Copy out the lines from the start of the records through the line containing "query: the noun", and leave the pictures out of your answer.
** Start **
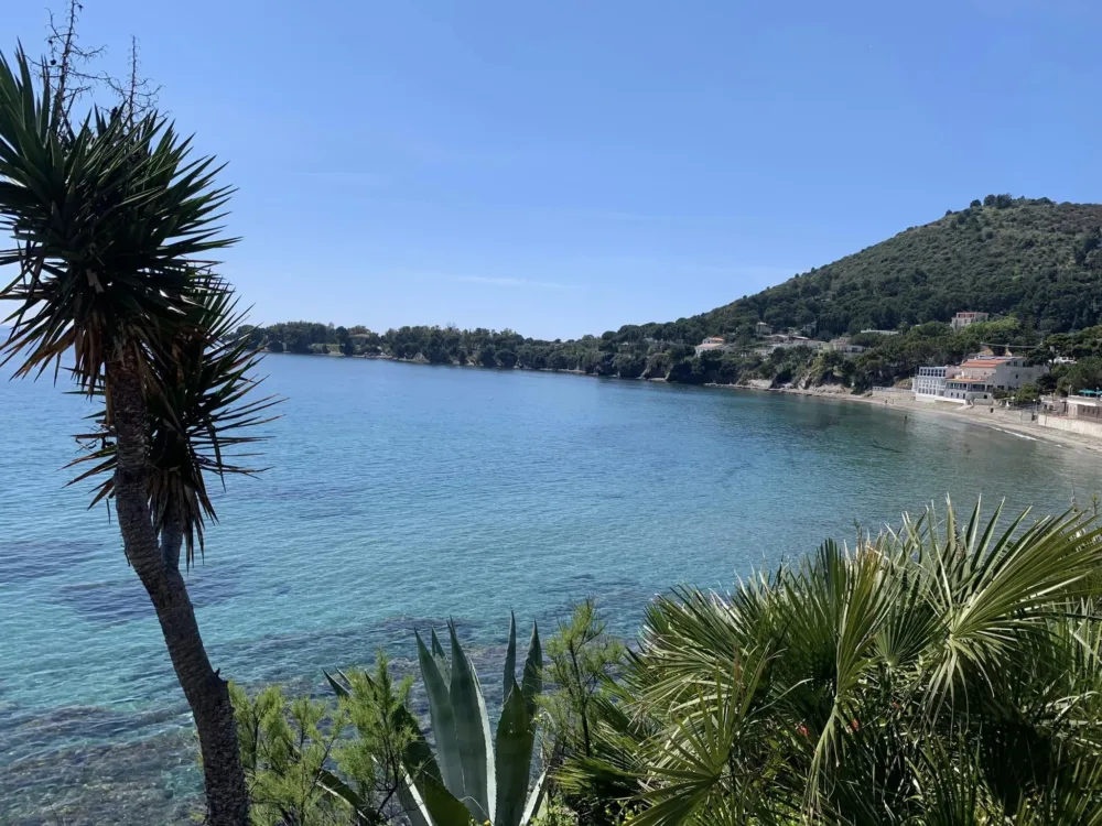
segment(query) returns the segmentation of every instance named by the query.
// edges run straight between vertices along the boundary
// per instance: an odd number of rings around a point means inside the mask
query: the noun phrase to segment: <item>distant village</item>
[[[991,319],[988,313],[964,312],[958,313],[950,322],[953,329],[964,329],[973,324],[980,324]],[[735,348],[726,339],[720,336],[710,336],[696,345],[696,355],[700,356],[709,350],[734,350],[746,351],[749,349],[763,356],[767,356],[774,350],[782,348],[807,347],[812,350],[825,350],[841,352],[847,356],[855,356],[864,352],[865,347],[851,343],[849,336],[841,336],[830,341],[822,341],[811,337],[814,327],[808,325],[801,329],[791,328],[785,333],[775,332],[773,327],[764,322],[758,322],[755,327],[757,344],[746,348]],[[863,329],[862,334],[877,334],[882,336],[899,335],[898,330],[888,329]],[[1036,384],[1037,381],[1049,372],[1048,365],[1030,365],[1025,356],[1017,356],[1011,352],[1009,348],[1002,348],[1005,351],[996,355],[990,348],[984,348],[980,352],[971,356],[960,365],[931,365],[920,367],[917,374],[911,380],[909,392],[914,393],[916,401],[920,402],[947,402],[963,406],[976,404],[994,404],[996,394],[1002,398],[1007,392],[1019,390],[1026,384]],[[1068,359],[1059,360],[1068,362]],[[898,390],[896,392],[907,392]],[[1072,419],[1084,419],[1102,421],[1102,399],[1098,392],[1084,392],[1078,396],[1070,396],[1060,400],[1045,400],[1045,406],[1049,412]],[[1059,407],[1059,410],[1056,410]]]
** End **
-- EXPECTED ANSWER --
segment(query) returns the segmentation of every instance named by the query.
// edges run straight between vertices along the boundary
// per instance: an odd number of rings around a point means inside the mask
query: the noun phrase to segment: <item>distant village</item>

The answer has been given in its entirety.